• What is expected: Return each of the lines below that contains the word "sandstone".

Items from a labeling collection
========

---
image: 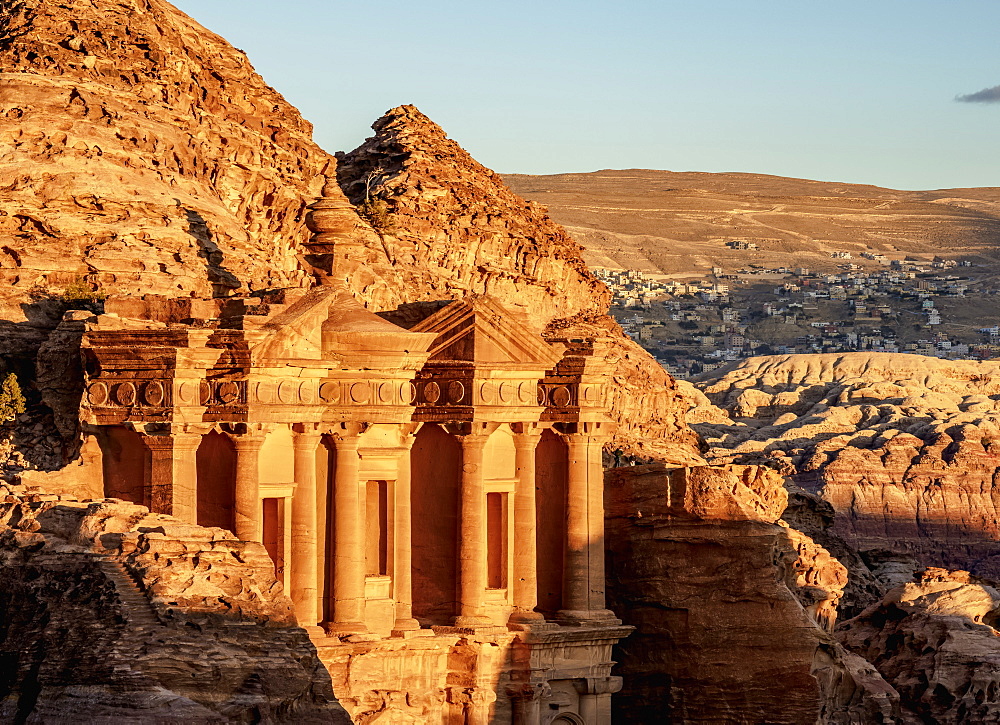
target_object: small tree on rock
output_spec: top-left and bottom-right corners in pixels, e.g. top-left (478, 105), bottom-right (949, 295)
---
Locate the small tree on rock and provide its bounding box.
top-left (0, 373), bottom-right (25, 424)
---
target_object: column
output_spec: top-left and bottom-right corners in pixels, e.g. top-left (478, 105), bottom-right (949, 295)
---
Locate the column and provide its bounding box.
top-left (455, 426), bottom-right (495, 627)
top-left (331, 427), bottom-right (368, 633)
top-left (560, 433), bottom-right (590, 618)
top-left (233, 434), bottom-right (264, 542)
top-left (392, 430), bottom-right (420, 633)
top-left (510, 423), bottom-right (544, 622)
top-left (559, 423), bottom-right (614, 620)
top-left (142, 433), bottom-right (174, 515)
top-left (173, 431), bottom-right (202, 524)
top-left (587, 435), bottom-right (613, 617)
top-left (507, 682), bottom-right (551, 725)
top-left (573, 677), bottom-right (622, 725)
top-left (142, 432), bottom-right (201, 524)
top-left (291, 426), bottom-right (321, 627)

========

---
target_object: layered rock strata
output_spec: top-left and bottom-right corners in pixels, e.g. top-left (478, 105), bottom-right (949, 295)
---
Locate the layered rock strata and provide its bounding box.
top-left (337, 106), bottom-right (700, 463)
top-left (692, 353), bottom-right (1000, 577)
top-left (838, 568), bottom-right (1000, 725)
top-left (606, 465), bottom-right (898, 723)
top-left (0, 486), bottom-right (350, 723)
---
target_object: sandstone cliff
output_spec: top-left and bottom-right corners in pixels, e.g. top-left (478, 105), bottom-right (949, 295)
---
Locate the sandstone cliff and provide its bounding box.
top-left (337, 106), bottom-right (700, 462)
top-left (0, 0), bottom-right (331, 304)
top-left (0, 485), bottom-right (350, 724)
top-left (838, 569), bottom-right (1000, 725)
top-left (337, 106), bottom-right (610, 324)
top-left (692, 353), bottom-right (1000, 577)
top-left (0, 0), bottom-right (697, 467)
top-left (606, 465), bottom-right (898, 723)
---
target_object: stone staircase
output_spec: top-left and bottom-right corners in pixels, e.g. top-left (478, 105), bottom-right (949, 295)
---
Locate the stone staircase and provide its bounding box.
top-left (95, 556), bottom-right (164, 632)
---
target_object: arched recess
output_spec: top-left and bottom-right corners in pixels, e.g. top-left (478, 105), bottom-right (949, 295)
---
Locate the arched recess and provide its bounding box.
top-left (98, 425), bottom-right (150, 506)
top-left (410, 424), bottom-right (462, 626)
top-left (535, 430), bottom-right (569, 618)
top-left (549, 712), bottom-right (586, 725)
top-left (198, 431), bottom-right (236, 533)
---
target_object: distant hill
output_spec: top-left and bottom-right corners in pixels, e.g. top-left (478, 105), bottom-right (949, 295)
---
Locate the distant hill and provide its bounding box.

========

• Correct output:
target_object: sandstone cliff
Locate the sandstone cliff and provide its bounding box.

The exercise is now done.